▸ **TEXTO EXTRAÍDO**
*-*-*

Que estos días todos los partidos del Ayuntamiento hayan llegado al consenso de poner freno al crecimiento desaforado de pisos turísticos resulta bien simbólico. Aunque requiere seguimiento, rompe las narrativas que demonizaban hasta ayer cualquier crítica a la industria turística y venían a considerar que ‘más’ era ‘mejor’ (queda por ver cómo Ayuntamiento y Generalitat hacen confluir un relato que en parte se contradice).

Pero no bastará con reaccionar ante la riada. Si fuera un duelo de estrategias, la estrategia del centro de las ciudades responde al modelo perfectamente ideado por Ryanair, primero, y Airbnb, después. Impusieron su hoja de ruta porque la de las ciudades estaban en blanco. 

Si hay un punto especialmente relevante en la última obra de la economista Mariana Mazzucato sobre las administraciones y las grandes consultoras, es la parte en la que cuestiona cómo buena parte de estamentos públicos han dejado de pensar (han externalizado esa masa gris), han dejado de valorar qué quieren hacer, bloqueados por su falta de agilidad. Y cuando no piensas, otros lo hacen por ti.

“Pequeños comercios y oficios artesanos desaparecen de Ciutat Vella al jubilarse los dueños y subir los alquileres”, se podía leer en 2002, en el fin de una época que no regresará. No es recuperar lo que fue, es encontrar lo que puede ser, de lo contrario las moratorias solo serán una tirita insuficiente.

*-*-*

▸ **PROBLEMAS Y TAREAS**
1) Enumera todas las expresiones que el texto sobre los pisos turísticos pone entre comillas.
2) Transcribe del texto sobre los pisos turísticos el fragmento que comienza con “Que estos días” y sigue hasta “estaban en blanco.”.

▸ **DATOS PROPORCIONADOS**
*-*-*

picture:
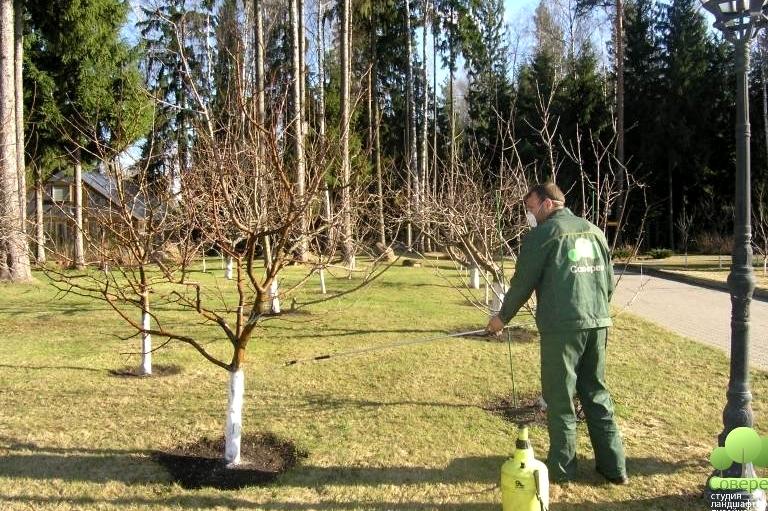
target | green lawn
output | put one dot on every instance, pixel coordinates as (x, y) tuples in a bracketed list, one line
[(401, 429)]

*-*-*

▸ **RESULTADOS DEL EJERCICIO**
1)
- ‘más’
- ‘mejor’
- “Pequeños comercios y oficios artesanos desaparecen de Ciutat Vella al jubilarse los dueños y subir los alquileres”

2)
Que estos días todos los partidos del Ayuntamiento hayan llegado al consenso de poner freno al crecimiento desaforado de pisos turísticos resulta bien simbólico. Aunque requiere seguimiento, rompe las narrativas que demonizaban hasta ayer cualquier crítica a la industria turística y venían a considerar que ‘más’ era ‘mejor’ (queda por ver cómo Ayuntamiento y Generalitat hacen confluir un relato que en parte se contradice).

Pero no bastará con reaccionar ante la riada. Si fuera un duelo de estrategias, la estrategia del centro de las ciudades responde al modelo perfectamente ideado por Ryanair, primero, y Airbnb, después. Impusieron su hoja de ruta porque la de las ciudades estaban en blanco.